» Task details
Pictures stay out of the copy; set down each line of the listing below exactly.
========
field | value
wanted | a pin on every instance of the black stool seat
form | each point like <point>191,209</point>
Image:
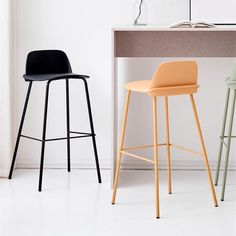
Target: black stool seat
<point>45,77</point>
<point>52,65</point>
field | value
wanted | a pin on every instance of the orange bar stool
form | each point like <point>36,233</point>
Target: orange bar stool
<point>171,78</point>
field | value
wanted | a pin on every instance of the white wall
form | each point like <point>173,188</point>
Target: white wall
<point>82,28</point>
<point>5,117</point>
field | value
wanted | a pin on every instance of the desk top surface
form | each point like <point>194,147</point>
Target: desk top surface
<point>158,28</point>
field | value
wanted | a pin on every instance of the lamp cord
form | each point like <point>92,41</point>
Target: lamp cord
<point>140,11</point>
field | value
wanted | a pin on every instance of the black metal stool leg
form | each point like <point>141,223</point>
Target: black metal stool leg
<point>68,123</point>
<point>43,137</point>
<point>20,129</point>
<point>92,131</point>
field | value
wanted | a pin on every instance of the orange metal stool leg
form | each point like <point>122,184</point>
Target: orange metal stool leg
<point>121,146</point>
<point>156,156</point>
<point>203,149</point>
<point>168,145</point>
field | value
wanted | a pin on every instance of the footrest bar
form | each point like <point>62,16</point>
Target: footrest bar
========
» Written solution
field | value
wanted | a pin on every instance of the black stool seat
form | each point like <point>191,209</point>
Image:
Target: black stool seat
<point>45,77</point>
<point>52,65</point>
field | value
wanted | a pin on every instance of the orange bar stool
form | each point like <point>36,233</point>
Target: orange bar stool
<point>171,78</point>
field | value
wanted | a pin on every instance of the white wall
form | each point like <point>173,188</point>
Target: white wall
<point>82,28</point>
<point>5,117</point>
field | value
wanted | a pin on every instance of the desk top surface
form | each point like <point>194,147</point>
Target: desk top surface
<point>158,28</point>
field | value
wanted | a pin on every instance of the lamp cord
form | each point like <point>92,41</point>
Target: lamp cord
<point>140,11</point>
field | value
wanted | a pin on every instance of the black metal stool leg
form | each point like <point>141,223</point>
Target: black metal stool leg
<point>68,123</point>
<point>43,137</point>
<point>20,129</point>
<point>92,131</point>
field | value
wanted | a pin on every instance of the orange metal stool leg
form | each point like <point>122,184</point>
Target: orange metal stool leg
<point>121,146</point>
<point>156,156</point>
<point>203,149</point>
<point>168,145</point>
field | value
wanted | a pin on every instance of the footrest bar
form | each point like <point>62,16</point>
Target: footrest bar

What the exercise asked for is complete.